> Work item
Copy every entry exactly as given, minus the images.

> Material for the task
----

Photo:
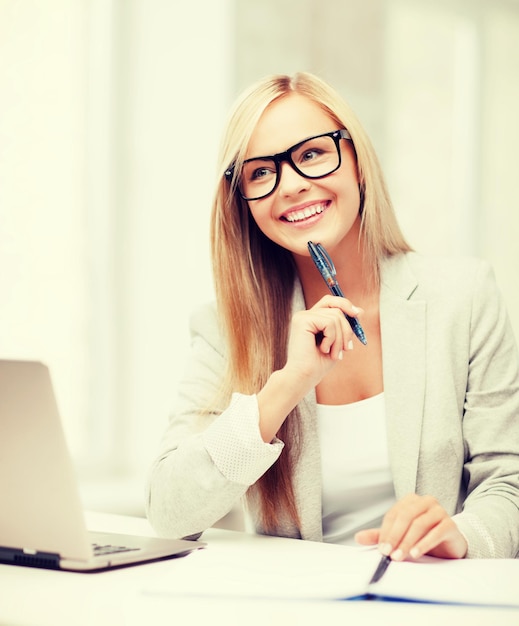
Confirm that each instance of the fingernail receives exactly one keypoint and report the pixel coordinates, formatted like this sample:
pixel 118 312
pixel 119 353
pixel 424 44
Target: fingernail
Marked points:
pixel 397 555
pixel 415 553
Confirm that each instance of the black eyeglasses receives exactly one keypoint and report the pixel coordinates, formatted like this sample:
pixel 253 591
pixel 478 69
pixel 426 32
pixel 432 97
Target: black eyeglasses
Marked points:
pixel 315 157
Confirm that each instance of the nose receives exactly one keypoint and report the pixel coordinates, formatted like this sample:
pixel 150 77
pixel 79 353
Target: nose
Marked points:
pixel 290 181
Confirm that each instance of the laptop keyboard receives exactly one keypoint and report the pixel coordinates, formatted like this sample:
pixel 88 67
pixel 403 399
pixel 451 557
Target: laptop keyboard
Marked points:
pixel 102 550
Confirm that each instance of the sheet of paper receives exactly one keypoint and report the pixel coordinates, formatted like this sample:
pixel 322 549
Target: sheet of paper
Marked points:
pixel 283 569
pixel 466 581
pixel 255 567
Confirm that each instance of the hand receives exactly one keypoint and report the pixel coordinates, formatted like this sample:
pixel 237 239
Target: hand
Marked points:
pixel 414 526
pixel 318 337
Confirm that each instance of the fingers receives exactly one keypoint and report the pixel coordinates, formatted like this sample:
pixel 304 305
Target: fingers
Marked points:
pixel 336 334
pixel 419 525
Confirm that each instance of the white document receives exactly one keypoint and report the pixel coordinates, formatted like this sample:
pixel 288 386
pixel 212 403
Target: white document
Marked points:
pixel 276 568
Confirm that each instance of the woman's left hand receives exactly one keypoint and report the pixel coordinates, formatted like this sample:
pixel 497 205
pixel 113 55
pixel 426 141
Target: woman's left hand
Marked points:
pixel 414 526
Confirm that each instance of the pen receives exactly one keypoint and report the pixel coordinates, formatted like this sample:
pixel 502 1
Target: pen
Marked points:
pixel 381 568
pixel 325 265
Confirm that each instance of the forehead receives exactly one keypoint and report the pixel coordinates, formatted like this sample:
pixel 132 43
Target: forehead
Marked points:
pixel 285 122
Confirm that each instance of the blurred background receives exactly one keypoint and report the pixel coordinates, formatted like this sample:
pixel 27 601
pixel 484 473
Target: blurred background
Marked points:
pixel 111 112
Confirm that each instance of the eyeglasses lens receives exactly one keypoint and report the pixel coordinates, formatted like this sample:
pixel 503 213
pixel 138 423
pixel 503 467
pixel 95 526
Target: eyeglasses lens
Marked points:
pixel 314 158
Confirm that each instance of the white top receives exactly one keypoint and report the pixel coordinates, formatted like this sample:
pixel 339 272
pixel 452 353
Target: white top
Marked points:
pixel 357 484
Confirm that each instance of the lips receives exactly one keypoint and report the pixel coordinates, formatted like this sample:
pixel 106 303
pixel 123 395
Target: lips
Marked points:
pixel 300 215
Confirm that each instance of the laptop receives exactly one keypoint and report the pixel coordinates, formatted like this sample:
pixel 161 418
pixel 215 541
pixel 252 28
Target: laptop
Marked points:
pixel 41 518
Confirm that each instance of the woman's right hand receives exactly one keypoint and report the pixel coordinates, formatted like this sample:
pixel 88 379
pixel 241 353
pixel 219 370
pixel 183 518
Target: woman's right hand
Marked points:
pixel 317 339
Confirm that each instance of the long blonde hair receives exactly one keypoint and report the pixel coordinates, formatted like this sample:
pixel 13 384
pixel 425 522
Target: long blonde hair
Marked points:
pixel 251 272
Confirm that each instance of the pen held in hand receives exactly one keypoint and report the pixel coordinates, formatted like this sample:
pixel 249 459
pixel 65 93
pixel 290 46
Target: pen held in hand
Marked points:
pixel 326 268
pixel 381 569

----

> Solution to this task
Photo:
Confirm that each instance of the fingernail receives exactly one keypoint and report the pixel coordinates, formatted like this sample:
pixel 118 312
pixel 119 353
pixel 424 44
Target: fingernail
Marked points:
pixel 397 555
pixel 415 553
Confirm that each instance of the black eyeglasses receives exactly one keypoint and report the pixel coordinates, formatted like this sample:
pixel 253 591
pixel 478 69
pixel 426 32
pixel 432 97
Target: black eyeglasses
Marked points:
pixel 315 157
Confirm that each instance of the nose receives exactly one keypoint and report the pixel coordinates, formatted like this sample:
pixel 150 77
pixel 79 353
Target: nose
Marked points:
pixel 290 181
Confirm that each instance of the laptop keyboard receives exactly one keypoint and report the pixel coordinates, formatted like this sample:
pixel 88 67
pixel 403 399
pixel 451 557
Target: laptop keyboard
Marked points:
pixel 102 550
Confirm that each instance of the sheet of paper receives exactly one keypoint and report the pixel coordinates, formatted like this sample:
pixel 322 549
Target: sheet of paper
Marked points:
pixel 283 569
pixel 466 581
pixel 255 567
Confirm that each instance of the hand receives exactly one keypoint and report the pixel coordinates, formatted like this sample:
pixel 237 239
Target: hand
Marked points:
pixel 414 526
pixel 318 337
Confirm that each instance of the fingers receives exactly one keypoint and report the pixel coordinates, formatted like this sample:
pixel 304 305
Target: fingers
Marked points:
pixel 336 334
pixel 419 525
Confirm that each instance of the white document receives exactly one keypoint and report the pixel coordinates, formatted like this sample:
pixel 288 386
pixel 212 403
Target: white document
Marked points:
pixel 276 568
Confirm that each instance of the woman's left hand receives exactly one keypoint and report the pixel coordinates, formatted like this sample:
pixel 497 205
pixel 113 55
pixel 426 141
Target: woman's left hand
Marked points:
pixel 414 526
Confirm that each instance of the pen receives exactly one keypoint and report the pixel coordinates, formatted like this sample:
pixel 502 1
Target: pen
Marked points:
pixel 381 568
pixel 325 265
Confirm that each instance of the forehead receives exactly one keypoint and report the pixel coordinates, formatted like this sample:
pixel 132 43
Target: forehead
Marked points:
pixel 285 122
Confirm that each instance of the blurred background receives exactly one keypoint and report the pixel coordinates, formatted like this sample:
pixel 27 601
pixel 484 473
Target: blurred background
Marked points:
pixel 111 112
Confirm that each instance of the eyeglasses lens receives exactly one keypoint and report the pixel coordinates, formatted like this sample:
pixel 503 213
pixel 138 423
pixel 503 467
pixel 95 526
Target: eyeglasses lens
Marked points:
pixel 314 158
Confirm that each instance of the white top receives exactly one keypoint and report the pixel coordinates, formatted like this sample:
pixel 339 272
pixel 452 353
Target: white top
Marked points:
pixel 357 484
Confirm that each instance of the lips receives exactly one keypoint and report the pixel coordinates, formatted like this sample:
pixel 106 303
pixel 123 395
Target: lips
Marked points:
pixel 300 215
Confirm that each instance of the laptop receives exactly one keypoint and report the pixel coordinates, formatted like this sample:
pixel 161 418
pixel 215 541
pixel 252 28
Target: laptop
Marked points:
pixel 41 518
Confirm that each instance of the woman's right hand receives exactly one keypoint and report the pixel coordinates, formatted like this sample:
pixel 88 379
pixel 241 353
pixel 219 370
pixel 183 518
Target: woman's right hand
Marked points:
pixel 317 339
Confirm that each instance of the long blonde hair receives exactly one keypoint and report the pixel coordinates, formatted like this sample:
pixel 13 384
pixel 425 522
Target: long blonde hair
Marked points:
pixel 251 272
Confirm that each instance of the pen held in hand receives exactly one keypoint and report the pixel coordinates, formatted like this sample:
pixel 249 459
pixel 65 93
pixel 290 46
Target: pen held in hand
Marked points:
pixel 326 268
pixel 381 569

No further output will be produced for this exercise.